(Supplied records)

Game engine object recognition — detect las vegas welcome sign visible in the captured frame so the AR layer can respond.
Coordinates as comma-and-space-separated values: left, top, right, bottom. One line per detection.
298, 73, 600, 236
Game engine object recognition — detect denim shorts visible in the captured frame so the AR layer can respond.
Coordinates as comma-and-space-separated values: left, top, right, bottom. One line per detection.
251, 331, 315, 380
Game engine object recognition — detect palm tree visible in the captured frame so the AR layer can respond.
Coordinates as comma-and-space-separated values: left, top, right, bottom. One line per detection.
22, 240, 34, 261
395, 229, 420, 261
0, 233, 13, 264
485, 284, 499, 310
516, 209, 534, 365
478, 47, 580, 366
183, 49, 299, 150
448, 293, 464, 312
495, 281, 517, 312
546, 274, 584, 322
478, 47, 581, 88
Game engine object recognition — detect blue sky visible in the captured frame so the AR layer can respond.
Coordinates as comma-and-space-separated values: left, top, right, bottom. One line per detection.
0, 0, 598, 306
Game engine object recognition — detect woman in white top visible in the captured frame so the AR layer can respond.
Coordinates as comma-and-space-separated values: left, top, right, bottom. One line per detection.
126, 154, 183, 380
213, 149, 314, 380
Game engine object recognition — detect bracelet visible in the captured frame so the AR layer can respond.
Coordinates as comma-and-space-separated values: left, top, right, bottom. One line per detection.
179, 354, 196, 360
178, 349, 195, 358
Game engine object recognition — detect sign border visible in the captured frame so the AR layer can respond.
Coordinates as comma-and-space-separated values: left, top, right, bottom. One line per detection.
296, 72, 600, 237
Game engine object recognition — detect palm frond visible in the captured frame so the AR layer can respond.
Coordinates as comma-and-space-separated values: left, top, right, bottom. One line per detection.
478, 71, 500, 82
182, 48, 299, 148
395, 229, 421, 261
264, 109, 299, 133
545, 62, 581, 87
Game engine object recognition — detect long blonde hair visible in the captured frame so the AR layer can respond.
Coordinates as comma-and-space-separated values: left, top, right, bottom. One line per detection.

(End Supplied records)

Directions: Copy down every line of the entries containing the word "visible".

Completed exercise:
Game engine object recognition — detect las vegas welcome sign visible in the captured frame so the AR layer can respond.
Game engine object recognition — detect denim shorts visible in the captured frame so the AR layer can respond.
Game engine object recognition — detect palm tree visible in the captured frame so the AR layer can respond.
Game engine object recognition — detect blue sky visible in the captured frame so the AR layer can respond.
Game engine object recognition — detect woman in white top visible in the captured frame so the AR layer can respond.
Game engine object recognition — detect bracelet visible in the captured frame so the AR layer can respond.
Game engine object recognition — detect sign border visible in the captured frame so the AR layer can respond.
Game engine object recognition — detect palm frond visible in the captured frame so the AR layer can respond.
Game engine object recognition — detect long blonde hair visible in the captured frame so the AR layer can respond.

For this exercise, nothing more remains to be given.